-- Begin SUPPLIED RECORDS --

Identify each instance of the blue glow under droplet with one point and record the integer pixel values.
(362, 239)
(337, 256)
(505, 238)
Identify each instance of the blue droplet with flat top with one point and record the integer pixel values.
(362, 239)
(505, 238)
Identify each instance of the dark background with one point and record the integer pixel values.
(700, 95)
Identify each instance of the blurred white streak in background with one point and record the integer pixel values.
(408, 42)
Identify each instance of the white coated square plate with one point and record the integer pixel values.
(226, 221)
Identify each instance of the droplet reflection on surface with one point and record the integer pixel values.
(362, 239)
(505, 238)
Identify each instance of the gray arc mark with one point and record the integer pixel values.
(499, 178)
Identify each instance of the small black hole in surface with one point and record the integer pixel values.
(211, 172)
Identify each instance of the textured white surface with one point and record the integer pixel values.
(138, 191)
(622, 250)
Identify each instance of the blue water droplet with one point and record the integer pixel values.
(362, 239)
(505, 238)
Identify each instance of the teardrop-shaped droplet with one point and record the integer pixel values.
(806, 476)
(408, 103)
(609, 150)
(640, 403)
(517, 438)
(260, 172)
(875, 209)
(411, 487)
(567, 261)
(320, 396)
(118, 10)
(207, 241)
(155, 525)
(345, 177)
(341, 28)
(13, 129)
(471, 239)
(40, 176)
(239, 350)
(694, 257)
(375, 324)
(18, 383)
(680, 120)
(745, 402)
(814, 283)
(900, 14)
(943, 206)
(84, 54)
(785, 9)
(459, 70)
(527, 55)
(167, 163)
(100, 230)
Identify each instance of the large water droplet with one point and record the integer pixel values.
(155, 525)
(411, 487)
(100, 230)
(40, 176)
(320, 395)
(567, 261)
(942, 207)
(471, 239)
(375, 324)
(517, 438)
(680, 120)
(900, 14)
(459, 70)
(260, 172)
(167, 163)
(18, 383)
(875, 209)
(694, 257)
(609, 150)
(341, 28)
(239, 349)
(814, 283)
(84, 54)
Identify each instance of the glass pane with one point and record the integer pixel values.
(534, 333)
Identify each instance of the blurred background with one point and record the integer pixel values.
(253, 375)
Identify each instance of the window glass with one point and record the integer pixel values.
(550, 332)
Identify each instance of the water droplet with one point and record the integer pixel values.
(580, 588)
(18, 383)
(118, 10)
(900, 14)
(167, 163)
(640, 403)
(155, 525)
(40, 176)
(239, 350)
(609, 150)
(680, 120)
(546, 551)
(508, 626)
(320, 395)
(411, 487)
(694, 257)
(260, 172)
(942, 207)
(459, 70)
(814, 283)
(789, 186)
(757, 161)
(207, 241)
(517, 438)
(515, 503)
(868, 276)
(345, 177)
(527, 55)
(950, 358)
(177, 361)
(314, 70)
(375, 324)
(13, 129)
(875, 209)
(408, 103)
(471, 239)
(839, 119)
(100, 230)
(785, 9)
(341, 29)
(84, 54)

-- End SUPPLIED RECORDS --

REQUIREMENT
Render the items as a JSON list of strings, one string per line, starting with the line that contains "Identify each instance of the blurred background" and continuing through the final line of the items. Leave out any blank lines.

PROBLEM SOLUTION
[
  "Identify each instance of the blurred background with one point and record the integer pixel values.",
  "(253, 375)",
  "Identify each instance of the window glass with one point and record the integer pixel values.",
  "(550, 332)",
  "Identify each instance of the water droplet with one point and record the integer pixel values.",
  "(580, 588)",
  "(18, 383)",
  "(118, 10)",
  "(900, 14)",
  "(167, 163)",
  "(640, 403)",
  "(155, 525)",
  "(40, 176)",
  "(239, 350)",
  "(609, 150)",
  "(680, 120)",
  "(546, 551)",
  "(508, 626)",
  "(320, 395)",
  "(411, 487)",
  "(694, 257)",
  "(260, 172)",
  "(942, 207)",
  "(459, 70)",
  "(814, 283)",
  "(789, 186)",
  "(757, 161)",
  "(207, 241)",
  "(517, 438)",
  "(515, 503)",
  "(868, 276)",
  "(345, 177)",
  "(527, 55)",
  "(950, 358)",
  "(177, 361)",
  "(314, 70)",
  "(375, 324)",
  "(13, 129)",
  "(875, 209)",
  "(408, 103)",
  "(471, 239)",
  "(839, 119)",
  "(100, 230)",
  "(785, 9)",
  "(341, 29)",
  "(84, 54)"
]